**DOKUMEN SUMBER**
□ □ □

Sembari melantai, ia semangat bercerita mengenai aktivitas sekolahnya. Maklum, siswi kelas XII IPA 3 SMAN 1 Karanganyar ini sedang sibuk mempersiapkan Ujian Nasional. Tiada hari tanpa les. Kadang sehari bisa dua kali. Pagi sebelum pelajaran dimulai dan sore sepulang sekolah.
Kesibukan akademik itu pula yang membuat waktunya menurun drastis untuk mengurus Kelompok Anak Child Al-Habib. Tahun 2013, Ii seharusnya sudah melakukan reorganisasi. Tapi, belum jua terlaksana.
“Sebagai ketua, saya merasa gagal melakukan regenerasi. Itu yang jadi ganjalan kenapa saya belum juga reorganisasi. Padahal saya akan lulus dan mungkin kuliah di luar kota,” ujar dara kelahiran 10 Maret 1995 ini dengan nada sedikit menyesal.
Kendati demikian, dia sudah membidik beberapa temannya di Child Al-Habib yang berpotensi menggantikan dirinya. Salah satunya Sikin yang kini duduk di kelas 1 SMKN 1 Karanggayam. “Ia berani bicara di depan umum, berani adu pendapat, dan banyak pengalaman di kelompok anak ini,” bebernya.
Gadis berkacamata ini jadi Ketua Kelompok Anak Child Al-Habib sejak 2009. Saat itu, dari empat calon ketua yang diajukan, ia mendapat suara terbanyak. Ia tak menyangka karena baru setahun bergabung di Child Al-Habib. Bisa jadi karena ia dilihat punya kepercayaan diri yang tinggi.
Ia masih ingat ketika pertama kali gabung di Child Al-Habib. Ia kelas 2 SMP waktu itu. Ia diajak oleh kakak kelasnya yang serta-merta menyodorkan surat padanya agar ikut pelatihan jurnalistik di Benteng Van Der Wijk, Gombong.

□ □ □

**KUTIPAN DATA**

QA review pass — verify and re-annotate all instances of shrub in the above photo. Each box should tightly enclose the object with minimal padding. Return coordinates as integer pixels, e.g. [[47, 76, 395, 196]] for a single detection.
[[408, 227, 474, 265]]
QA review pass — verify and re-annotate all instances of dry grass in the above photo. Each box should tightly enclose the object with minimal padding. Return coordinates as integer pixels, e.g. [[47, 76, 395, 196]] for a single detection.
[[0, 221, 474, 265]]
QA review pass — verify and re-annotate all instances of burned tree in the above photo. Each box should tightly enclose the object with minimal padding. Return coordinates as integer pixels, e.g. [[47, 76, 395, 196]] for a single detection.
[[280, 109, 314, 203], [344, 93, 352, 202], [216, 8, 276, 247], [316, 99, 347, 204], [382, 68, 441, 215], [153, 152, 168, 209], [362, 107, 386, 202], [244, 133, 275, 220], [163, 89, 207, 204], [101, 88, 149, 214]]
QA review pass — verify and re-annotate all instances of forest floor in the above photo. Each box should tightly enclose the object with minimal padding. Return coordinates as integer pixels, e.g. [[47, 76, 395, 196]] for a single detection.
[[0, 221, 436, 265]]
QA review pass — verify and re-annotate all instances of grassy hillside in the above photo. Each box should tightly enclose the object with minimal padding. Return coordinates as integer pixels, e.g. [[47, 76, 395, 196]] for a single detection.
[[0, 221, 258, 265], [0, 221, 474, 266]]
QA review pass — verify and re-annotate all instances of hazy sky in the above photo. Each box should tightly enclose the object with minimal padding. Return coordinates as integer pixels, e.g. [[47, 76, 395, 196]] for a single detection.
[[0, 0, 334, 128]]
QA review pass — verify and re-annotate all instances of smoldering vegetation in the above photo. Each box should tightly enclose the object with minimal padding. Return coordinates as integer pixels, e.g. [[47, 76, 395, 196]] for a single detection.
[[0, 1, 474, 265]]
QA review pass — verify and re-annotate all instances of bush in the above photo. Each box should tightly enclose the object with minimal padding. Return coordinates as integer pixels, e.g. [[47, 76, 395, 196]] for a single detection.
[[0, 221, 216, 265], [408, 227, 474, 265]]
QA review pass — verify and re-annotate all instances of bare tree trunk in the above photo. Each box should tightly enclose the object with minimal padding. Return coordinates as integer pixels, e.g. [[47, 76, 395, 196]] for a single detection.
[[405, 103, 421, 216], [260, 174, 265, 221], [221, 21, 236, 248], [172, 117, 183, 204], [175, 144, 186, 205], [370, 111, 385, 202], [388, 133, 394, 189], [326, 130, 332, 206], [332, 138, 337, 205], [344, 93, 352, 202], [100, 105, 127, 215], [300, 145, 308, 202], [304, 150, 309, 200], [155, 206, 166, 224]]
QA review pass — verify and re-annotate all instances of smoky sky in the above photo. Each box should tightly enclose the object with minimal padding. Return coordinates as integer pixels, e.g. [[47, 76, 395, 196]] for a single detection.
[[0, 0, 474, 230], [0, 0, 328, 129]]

□ □ □

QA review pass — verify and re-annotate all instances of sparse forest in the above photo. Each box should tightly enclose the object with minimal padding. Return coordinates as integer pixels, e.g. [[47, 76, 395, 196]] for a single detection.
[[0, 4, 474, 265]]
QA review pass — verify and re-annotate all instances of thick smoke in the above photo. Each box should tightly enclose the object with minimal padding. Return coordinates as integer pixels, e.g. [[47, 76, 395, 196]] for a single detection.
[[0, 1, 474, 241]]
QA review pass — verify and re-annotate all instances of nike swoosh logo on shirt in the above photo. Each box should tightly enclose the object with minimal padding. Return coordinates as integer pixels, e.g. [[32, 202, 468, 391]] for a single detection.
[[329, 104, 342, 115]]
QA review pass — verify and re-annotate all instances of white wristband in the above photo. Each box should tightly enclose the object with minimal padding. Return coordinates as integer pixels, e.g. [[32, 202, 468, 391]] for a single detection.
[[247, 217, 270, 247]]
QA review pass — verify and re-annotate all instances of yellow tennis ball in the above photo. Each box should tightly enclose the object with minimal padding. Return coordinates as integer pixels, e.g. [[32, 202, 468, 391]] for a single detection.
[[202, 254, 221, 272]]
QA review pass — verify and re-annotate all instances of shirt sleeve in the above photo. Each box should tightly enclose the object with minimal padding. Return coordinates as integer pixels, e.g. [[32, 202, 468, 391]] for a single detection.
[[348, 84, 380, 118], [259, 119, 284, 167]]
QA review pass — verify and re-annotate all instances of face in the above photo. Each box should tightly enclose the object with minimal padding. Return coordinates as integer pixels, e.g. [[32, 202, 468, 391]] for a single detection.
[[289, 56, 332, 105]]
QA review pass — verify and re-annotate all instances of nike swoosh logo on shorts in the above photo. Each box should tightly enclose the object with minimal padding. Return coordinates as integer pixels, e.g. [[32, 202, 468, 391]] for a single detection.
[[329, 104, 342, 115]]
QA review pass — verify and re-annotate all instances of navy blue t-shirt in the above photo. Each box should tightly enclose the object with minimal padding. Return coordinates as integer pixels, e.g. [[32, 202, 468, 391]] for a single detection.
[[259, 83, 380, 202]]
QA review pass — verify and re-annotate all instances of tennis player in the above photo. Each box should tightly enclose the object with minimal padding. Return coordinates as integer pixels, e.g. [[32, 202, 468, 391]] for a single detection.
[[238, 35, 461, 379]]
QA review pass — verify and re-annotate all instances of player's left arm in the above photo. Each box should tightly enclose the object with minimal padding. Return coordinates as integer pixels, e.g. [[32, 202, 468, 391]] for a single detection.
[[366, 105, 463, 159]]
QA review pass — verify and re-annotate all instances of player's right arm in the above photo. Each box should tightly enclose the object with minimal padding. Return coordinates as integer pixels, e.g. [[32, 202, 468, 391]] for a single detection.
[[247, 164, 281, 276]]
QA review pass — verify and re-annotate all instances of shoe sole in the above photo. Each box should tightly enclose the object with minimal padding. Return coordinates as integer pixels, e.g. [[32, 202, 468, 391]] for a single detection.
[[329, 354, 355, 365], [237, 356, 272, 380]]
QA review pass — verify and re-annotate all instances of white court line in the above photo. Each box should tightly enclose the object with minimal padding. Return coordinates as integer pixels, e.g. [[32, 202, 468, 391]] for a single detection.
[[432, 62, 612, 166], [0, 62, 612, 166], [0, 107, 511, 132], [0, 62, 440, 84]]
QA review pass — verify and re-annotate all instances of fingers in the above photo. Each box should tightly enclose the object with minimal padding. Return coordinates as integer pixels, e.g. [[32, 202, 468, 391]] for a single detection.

□ □ □

**KETENTUAN TUGAS**
Tuliskan kembali seluruh dokumen sumber tanpa mengubah satu kata pun. Gunakan dokumen sumber saja sebagai satu-satunya acuan.

**JAWABAN AKHIR**
Sembari melantai, ia semangat bercerita mengenai aktivitas sekolahnya. Maklum, siswi kelas XII IPA 3 SMAN 1 Karanganyar ini sedang sibuk mempersiapkan Ujian Nasional. Tiada hari tanpa les. Kadang sehari bisa dua kali. Pagi sebelum pelajaran dimulai dan sore sepulang sekolah.
Kesibukan akademik itu pula yang membuat waktunya menurun drastis untuk mengurus Kelompok Anak Child Al-Habib. Tahun 2013, Ii seharusnya sudah melakukan reorganisasi. Tapi, belum jua terlaksana.
“Sebagai ketua, saya merasa gagal melakukan regenerasi. Itu yang jadi ganjalan kenapa saya belum juga reorganisasi. Padahal saya akan lulus dan mungkin kuliah di luar kota,” ujar dara kelahiran 10 Maret 1995 ini dengan nada sedikit menyesal.
Kendati demikian, dia sudah membidik beberapa temannya di Child Al-Habib yang berpotensi menggantikan dirinya. Salah satunya Sikin yang kini duduk di kelas 1 SMKN 1 Karanggayam. “Ia berani bicara di depan umum, berani adu pendapat, dan banyak pengalaman di kelompok anak ini,” bebernya.
Gadis berkacamata ini jadi Ketua Kelompok Anak Child Al-Habib sejak 2009. Saat itu, dari empat calon ketua yang diajukan, ia mendapat suara terbanyak. Ia tak menyangka karena baru setahun bergabung di Child Al-Habib. Bisa jadi karena ia dilihat punya kepercayaan diri yang tinggi.
Ia masih ingat ketika pertama kali gabung di Child Al-Habib. Ia kelas 2 SMP waktu itu. Ia diajak oleh kakak kelasnya yang serta-merta menyodorkan surat padanya agar ikut pelatihan jurnalistik di Benteng Van Der Wijk, Gombong.